(Photo object pointing records)
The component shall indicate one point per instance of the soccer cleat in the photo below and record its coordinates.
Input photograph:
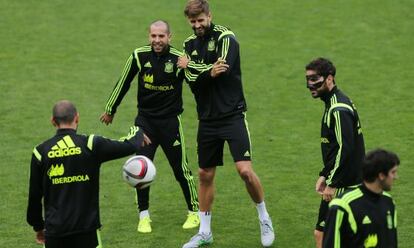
(192, 221)
(144, 225)
(199, 240)
(267, 235)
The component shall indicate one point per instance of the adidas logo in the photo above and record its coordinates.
(64, 147)
(148, 78)
(371, 241)
(55, 171)
(366, 220)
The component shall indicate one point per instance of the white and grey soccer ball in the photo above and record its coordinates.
(139, 171)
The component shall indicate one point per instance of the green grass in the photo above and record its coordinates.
(75, 50)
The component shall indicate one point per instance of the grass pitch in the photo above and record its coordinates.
(75, 50)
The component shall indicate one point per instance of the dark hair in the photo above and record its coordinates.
(196, 7)
(64, 112)
(158, 22)
(323, 67)
(376, 162)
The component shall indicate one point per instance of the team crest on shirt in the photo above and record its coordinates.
(169, 67)
(211, 45)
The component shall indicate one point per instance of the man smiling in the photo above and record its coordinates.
(159, 106)
(342, 142)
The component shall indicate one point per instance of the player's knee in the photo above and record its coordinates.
(205, 176)
(247, 175)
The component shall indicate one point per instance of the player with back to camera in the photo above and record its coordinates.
(342, 142)
(212, 69)
(64, 180)
(159, 114)
(366, 216)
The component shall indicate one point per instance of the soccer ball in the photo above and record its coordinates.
(139, 171)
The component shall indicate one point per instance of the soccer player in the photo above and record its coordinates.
(212, 69)
(64, 173)
(366, 216)
(159, 114)
(342, 142)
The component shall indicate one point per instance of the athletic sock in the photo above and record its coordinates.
(205, 222)
(143, 214)
(261, 210)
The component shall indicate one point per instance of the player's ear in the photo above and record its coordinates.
(53, 121)
(76, 120)
(381, 176)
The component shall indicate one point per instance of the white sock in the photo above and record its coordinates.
(143, 214)
(262, 211)
(205, 222)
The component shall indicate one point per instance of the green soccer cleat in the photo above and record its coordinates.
(192, 221)
(199, 240)
(144, 225)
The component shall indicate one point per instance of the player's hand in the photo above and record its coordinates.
(146, 141)
(328, 193)
(183, 62)
(219, 67)
(320, 185)
(106, 118)
(40, 237)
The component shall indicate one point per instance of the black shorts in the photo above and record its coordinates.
(84, 240)
(167, 133)
(324, 207)
(212, 135)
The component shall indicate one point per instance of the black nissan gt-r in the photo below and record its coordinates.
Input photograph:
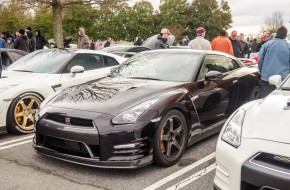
(149, 109)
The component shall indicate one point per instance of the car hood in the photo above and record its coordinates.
(14, 77)
(269, 118)
(111, 96)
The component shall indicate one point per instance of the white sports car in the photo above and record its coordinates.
(32, 78)
(253, 149)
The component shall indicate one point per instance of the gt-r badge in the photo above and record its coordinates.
(67, 120)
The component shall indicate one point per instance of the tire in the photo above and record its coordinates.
(170, 139)
(20, 115)
(255, 93)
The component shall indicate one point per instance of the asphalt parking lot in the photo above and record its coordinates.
(22, 168)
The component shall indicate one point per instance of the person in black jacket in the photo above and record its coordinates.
(162, 39)
(32, 41)
(236, 44)
(22, 41)
(40, 40)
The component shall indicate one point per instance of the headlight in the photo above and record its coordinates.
(233, 130)
(132, 114)
(4, 88)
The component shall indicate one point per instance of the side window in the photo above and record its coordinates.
(213, 63)
(88, 61)
(6, 61)
(16, 55)
(233, 65)
(138, 49)
(110, 61)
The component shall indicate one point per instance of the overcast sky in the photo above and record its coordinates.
(249, 15)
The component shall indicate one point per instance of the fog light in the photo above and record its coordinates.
(124, 146)
(222, 171)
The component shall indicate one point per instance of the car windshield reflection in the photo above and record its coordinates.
(167, 66)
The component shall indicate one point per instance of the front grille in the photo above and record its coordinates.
(275, 162)
(74, 121)
(248, 186)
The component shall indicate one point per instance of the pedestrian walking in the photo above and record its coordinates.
(32, 41)
(138, 41)
(22, 42)
(274, 60)
(83, 41)
(162, 39)
(199, 42)
(236, 44)
(264, 40)
(40, 40)
(9, 44)
(244, 46)
(2, 43)
(222, 43)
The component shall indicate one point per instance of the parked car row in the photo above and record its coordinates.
(147, 110)
(102, 110)
(25, 84)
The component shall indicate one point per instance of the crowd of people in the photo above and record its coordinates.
(273, 52)
(23, 39)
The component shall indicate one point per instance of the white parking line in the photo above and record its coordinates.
(16, 144)
(16, 140)
(192, 178)
(180, 172)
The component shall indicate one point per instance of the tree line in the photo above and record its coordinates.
(117, 19)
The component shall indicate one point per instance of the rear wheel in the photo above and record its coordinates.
(170, 139)
(20, 116)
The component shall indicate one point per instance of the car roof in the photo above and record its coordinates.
(121, 48)
(14, 50)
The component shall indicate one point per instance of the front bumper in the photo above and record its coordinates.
(94, 162)
(236, 172)
(92, 142)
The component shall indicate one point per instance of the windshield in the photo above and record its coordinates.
(168, 66)
(43, 61)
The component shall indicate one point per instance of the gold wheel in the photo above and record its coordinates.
(24, 112)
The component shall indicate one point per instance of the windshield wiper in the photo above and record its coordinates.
(23, 71)
(144, 78)
(285, 88)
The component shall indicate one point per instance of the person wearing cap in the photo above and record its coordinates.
(22, 41)
(162, 39)
(236, 44)
(199, 42)
(264, 40)
(274, 60)
(244, 46)
(222, 43)
(83, 41)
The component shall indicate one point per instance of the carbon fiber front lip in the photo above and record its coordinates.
(94, 162)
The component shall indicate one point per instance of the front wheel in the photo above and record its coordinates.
(170, 139)
(20, 116)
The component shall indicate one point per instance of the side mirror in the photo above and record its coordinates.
(112, 70)
(275, 80)
(76, 69)
(212, 75)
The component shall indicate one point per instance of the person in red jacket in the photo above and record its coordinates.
(222, 43)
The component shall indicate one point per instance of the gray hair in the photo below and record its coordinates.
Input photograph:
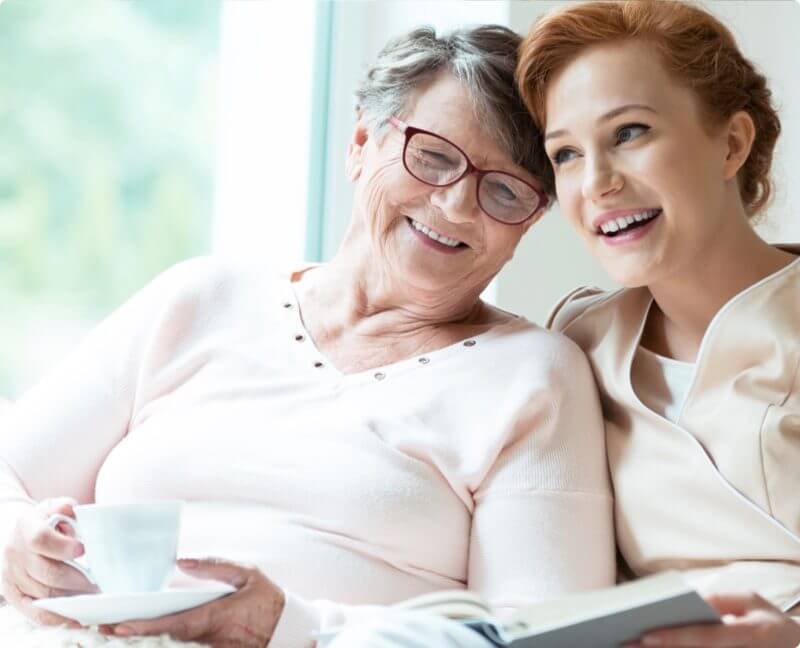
(484, 60)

GIVEN EXERCISE: Output the data above without changes, apart from leaving out the pictures.

SOLUTION FOR THIS EXERCISE:
The component shall indicate one point per instance of the soccer cleat in the photo below and record its coordinates.
Input photograph:
(192, 221)
(144, 225)
(199, 240)
(267, 235)
The component shall indicate one point per instance of the adidas logo in the photo above and record its coordinates.
(64, 147)
(148, 78)
(371, 241)
(55, 171)
(366, 220)
The component shall indicate one point per instance of the white and grey soccer ball in the photo above and record its coordinates.
(139, 171)
The component shall indicate one point per instance of the green grass in the photo above and record its coordinates.
(75, 50)
The component shall indicate one point per instance of the grass pitch in the photo above and record its coordinates.
(75, 50)
The component shall indicate one point per instance of the dark hair in the photo above and record its coordinates.
(196, 7)
(64, 112)
(158, 22)
(323, 67)
(376, 162)
The component shall indicate one point per instance of the team crest on shirt in the photo above and record its coordinates.
(169, 67)
(211, 45)
The component shall indicate one point per instance of the man smiling in the photo above and record its coordinates.
(159, 106)
(342, 142)
The component shall indicate one point per instance of the player's knee in the photo above and record its coordinates.
(205, 176)
(247, 175)
The component shall indicate one point per instance of the player with back to camera in the photo above and record its coordinates.
(342, 142)
(212, 69)
(64, 180)
(159, 114)
(366, 216)
The component shall indicate one point per instance of the soccer ball in the photo above and record its coordinates.
(139, 171)
The component shall indicate one point per instance of the soccer player in the photo above and record its coordinates.
(212, 69)
(64, 173)
(366, 216)
(159, 114)
(342, 142)
The component shall indicate one point per instance of the athletic sock in the photo above and record its coordinates.
(205, 222)
(143, 214)
(261, 210)
The component shall indicate one point per instance of the player's ear in the photo above and record its coordinates.
(53, 121)
(76, 120)
(381, 176)
The component shall indicate one point per instance of the white sock in the photo above and record its coordinates.
(143, 214)
(262, 211)
(205, 222)
The component shall indicate one point per instance of the green soccer cleat in the photo above and record its coordinates.
(192, 221)
(199, 240)
(144, 225)
The component shall indicate one point per instance of the player's hand in the photo above and record its coordinates.
(146, 141)
(328, 193)
(183, 62)
(219, 67)
(320, 185)
(106, 118)
(40, 237)
The component shall indicate one point per instance of the black shorts in the photo above and record its coordinates.
(84, 240)
(167, 133)
(324, 207)
(212, 135)
The component shall indicate one point per instance of the black nissan gt-r in the photo below and record its coordinates.
Input photograph:
(149, 109)
The component shall indicate one point per instance of the car hood in the photo above and record its coordinates.
(14, 77)
(269, 118)
(111, 96)
The component shall indicate one point per instance of the white sports car in the photo above and record its coordinates.
(32, 78)
(253, 149)
The component shall indicate one point per instance of the gt-r badge in the photo above and record its coordinates.
(67, 120)
The component shall indicate one point per instance of the tire in the photo above and record its coordinates.
(170, 139)
(20, 115)
(255, 93)
The component shall indicate one point per instance of the asphalt parking lot in the photo above and record its coordinates.
(22, 168)
The component shall indicate one point per instance of the person in black jacket in the photo above and record its coordinates.
(162, 39)
(32, 41)
(236, 44)
(22, 41)
(40, 40)
The component shall indicate one point per instance of the headlight in the photo above and record its coordinates.
(233, 130)
(132, 114)
(4, 88)
The component shall indicate one point per instance of the side window in the photo above and record its coordinates.
(213, 63)
(88, 61)
(6, 61)
(16, 55)
(233, 65)
(138, 49)
(110, 61)
The component shall indicate one point per instance of the overcast sky in the photo above and record its coordinates.
(249, 15)
The component shall indicate one point per instance of the fog light in the photo above and record its coordinates.
(124, 146)
(222, 171)
The component shall indicate one point per instance of the car windshield reflection in the photo above and record its coordinates.
(167, 66)
The component shall indicate one point per instance of the front grille in the photo above and record its coordinates.
(275, 162)
(74, 121)
(248, 186)
The component shall indicate one point per instance of the pedestrian walking in the photo above and record its coordinates.
(32, 41)
(138, 41)
(22, 42)
(274, 60)
(83, 41)
(162, 39)
(199, 42)
(236, 44)
(264, 40)
(40, 40)
(9, 44)
(244, 46)
(2, 43)
(222, 43)
The component shall indicate one point per instance of the parked car row in the photo above and record its coordinates.
(147, 110)
(102, 110)
(25, 84)
The component shall indicate one point per instance of the crowd of people in the photo above and record its coordinates.
(273, 52)
(23, 39)
The component shall indicate one point per instance of the white parking line in the photo above and record its coordinates.
(16, 144)
(16, 140)
(192, 178)
(180, 172)
The component shall indicate one point per instance of the tree line in the photo above and record its coordinates.
(117, 19)
The component shall indicate one point per instance of the rear wheel in the photo above and record its coordinates.
(170, 139)
(20, 116)
The component shall indicate one point per instance of the car roof in the photo above and record its coordinates.
(121, 48)
(14, 50)
The component shall indicate one point per instance of the front bumper in the photo above and record its coordinates.
(94, 162)
(236, 172)
(92, 142)
The component shall indicate one point per instance of the windshield in the photo above and record its coordinates.
(168, 66)
(43, 61)
The component shall indicate one point per instance of the gold wheel in the photo above and record its coordinates.
(24, 112)
The component shall indicate one point per instance of the windshield wiper in the photo above and record its coordinates.
(23, 71)
(144, 78)
(285, 88)
The component shall indicate one point per instance of the person wearing cap in the photo above and record its coordinates.
(22, 41)
(162, 39)
(236, 44)
(199, 42)
(264, 40)
(274, 60)
(244, 46)
(222, 43)
(83, 41)
The component shall indicate one point per instance of the carbon fiber front lip in the photo above and record its coordinates.
(94, 162)
The component shall indicate one point per instance of the front wheel in the photo above and record its coordinates.
(170, 139)
(20, 116)
The component shall indicate one point per instance of the side mirror in the photo above and record its coordinates.
(112, 70)
(275, 80)
(76, 69)
(212, 75)
The component shall indicate one point per instance of the person in red jacket in the photo above and record its coordinates.
(222, 43)
The component shall indicate one point per instance of the gray hair in the photo below and record its coordinates.
Input photograph:
(484, 60)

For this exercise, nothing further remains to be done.